>> BEGIN RECORDS TO PROCESS

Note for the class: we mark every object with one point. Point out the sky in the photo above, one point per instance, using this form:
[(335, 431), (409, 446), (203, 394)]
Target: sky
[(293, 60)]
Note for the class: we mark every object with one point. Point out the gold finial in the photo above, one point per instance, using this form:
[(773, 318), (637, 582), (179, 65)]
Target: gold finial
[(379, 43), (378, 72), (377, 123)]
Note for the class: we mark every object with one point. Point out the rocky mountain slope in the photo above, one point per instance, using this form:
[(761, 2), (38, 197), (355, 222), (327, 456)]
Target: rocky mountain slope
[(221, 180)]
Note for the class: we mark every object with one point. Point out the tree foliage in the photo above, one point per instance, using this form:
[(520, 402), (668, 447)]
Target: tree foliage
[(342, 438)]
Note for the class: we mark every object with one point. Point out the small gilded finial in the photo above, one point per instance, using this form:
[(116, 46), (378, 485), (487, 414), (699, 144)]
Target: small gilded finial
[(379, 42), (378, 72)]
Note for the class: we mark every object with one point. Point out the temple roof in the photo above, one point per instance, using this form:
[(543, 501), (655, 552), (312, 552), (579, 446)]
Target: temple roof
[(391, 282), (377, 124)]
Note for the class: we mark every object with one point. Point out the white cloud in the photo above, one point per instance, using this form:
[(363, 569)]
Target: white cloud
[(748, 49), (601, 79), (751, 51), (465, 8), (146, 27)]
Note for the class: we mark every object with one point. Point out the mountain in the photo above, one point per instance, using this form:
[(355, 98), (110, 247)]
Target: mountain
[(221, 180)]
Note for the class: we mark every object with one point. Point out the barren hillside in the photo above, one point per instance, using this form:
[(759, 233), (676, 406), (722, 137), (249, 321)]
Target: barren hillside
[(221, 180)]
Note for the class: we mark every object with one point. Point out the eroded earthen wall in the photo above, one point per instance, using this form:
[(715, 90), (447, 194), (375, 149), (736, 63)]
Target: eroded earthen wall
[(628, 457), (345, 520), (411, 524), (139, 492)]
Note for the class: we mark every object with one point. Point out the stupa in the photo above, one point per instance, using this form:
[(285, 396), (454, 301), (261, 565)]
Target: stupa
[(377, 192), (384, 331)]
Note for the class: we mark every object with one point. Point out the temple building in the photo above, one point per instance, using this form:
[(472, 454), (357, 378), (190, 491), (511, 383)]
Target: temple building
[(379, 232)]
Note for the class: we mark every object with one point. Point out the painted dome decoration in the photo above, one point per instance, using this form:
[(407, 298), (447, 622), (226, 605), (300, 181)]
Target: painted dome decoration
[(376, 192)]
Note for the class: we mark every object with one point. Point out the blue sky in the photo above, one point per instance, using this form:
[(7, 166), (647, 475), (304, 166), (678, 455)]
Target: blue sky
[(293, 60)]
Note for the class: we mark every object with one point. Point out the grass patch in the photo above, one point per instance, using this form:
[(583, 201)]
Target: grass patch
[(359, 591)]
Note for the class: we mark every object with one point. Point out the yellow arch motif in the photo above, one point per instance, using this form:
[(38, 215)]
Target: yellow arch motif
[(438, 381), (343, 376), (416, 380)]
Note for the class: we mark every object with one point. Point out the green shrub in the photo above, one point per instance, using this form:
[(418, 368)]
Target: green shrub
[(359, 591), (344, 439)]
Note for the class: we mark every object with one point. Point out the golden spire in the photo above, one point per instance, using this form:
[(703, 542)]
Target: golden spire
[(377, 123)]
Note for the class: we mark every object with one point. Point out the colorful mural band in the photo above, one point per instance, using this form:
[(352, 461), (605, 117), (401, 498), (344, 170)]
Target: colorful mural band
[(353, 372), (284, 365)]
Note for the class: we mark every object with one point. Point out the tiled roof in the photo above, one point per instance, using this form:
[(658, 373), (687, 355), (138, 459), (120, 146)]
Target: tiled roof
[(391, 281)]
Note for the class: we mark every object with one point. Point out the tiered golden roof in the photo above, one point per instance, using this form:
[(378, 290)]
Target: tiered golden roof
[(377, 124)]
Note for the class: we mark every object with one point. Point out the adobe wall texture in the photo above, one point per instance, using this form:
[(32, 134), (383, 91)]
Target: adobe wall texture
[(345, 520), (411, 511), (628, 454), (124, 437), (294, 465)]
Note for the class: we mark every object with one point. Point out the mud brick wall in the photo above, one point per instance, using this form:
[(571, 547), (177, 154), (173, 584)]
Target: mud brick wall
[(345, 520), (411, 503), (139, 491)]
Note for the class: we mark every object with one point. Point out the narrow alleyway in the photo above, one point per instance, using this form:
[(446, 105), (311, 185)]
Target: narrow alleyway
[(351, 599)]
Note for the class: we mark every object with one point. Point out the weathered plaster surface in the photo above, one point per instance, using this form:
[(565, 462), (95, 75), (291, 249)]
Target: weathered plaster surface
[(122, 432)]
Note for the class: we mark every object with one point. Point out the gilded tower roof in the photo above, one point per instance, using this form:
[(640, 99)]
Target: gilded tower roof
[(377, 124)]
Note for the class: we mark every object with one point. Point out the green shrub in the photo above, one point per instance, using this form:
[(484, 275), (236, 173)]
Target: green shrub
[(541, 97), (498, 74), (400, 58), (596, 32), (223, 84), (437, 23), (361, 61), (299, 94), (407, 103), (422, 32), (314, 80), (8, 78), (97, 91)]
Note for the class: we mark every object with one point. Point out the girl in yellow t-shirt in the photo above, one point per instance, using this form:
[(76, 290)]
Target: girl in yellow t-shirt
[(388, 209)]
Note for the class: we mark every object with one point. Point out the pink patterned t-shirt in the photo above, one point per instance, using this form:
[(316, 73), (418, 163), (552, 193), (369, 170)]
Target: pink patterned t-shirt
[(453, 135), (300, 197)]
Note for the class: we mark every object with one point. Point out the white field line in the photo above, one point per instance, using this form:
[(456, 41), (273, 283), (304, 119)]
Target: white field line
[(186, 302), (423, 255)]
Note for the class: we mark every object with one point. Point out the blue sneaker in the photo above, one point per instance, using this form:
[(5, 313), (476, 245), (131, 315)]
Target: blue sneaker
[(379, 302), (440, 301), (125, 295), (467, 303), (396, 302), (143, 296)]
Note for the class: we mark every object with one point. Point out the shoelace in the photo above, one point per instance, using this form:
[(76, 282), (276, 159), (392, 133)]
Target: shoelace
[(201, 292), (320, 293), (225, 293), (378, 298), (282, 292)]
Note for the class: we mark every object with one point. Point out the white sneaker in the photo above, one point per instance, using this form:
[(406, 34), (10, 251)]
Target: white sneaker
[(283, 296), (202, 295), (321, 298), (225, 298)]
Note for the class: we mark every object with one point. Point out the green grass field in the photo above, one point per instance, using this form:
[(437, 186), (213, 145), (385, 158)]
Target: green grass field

>> END RECORDS TO PROCESS

> GIVEN REQUEST:
Please format the data from the line containing "the temple roof" through the line containing "[(748, 49), (601, 79), (751, 51), (465, 8), (146, 27)]", both included, as a Markdown table with columns No. and Line, leaving out any blank lines.

> PROBLEM SOLUTION:
| No. | Line |
|---|---|
| 1 | Note for the class: we mark every object with one point. Point out the temple roof in the photo above, one point per instance, using this form: |
| 2 | [(543, 501), (655, 552), (312, 552), (579, 446)] |
| 3 | Target: temple roof |
| 4 | [(391, 282), (377, 124)] |
| 5 | Note for the class: we mark every object with one point. Point out the white cloud in the photo above, one point per instance, using this form: |
| 6 | [(363, 569)] |
| 7 | Target: white cloud |
| 8 | [(748, 49), (601, 79), (751, 51), (465, 8), (146, 27)] |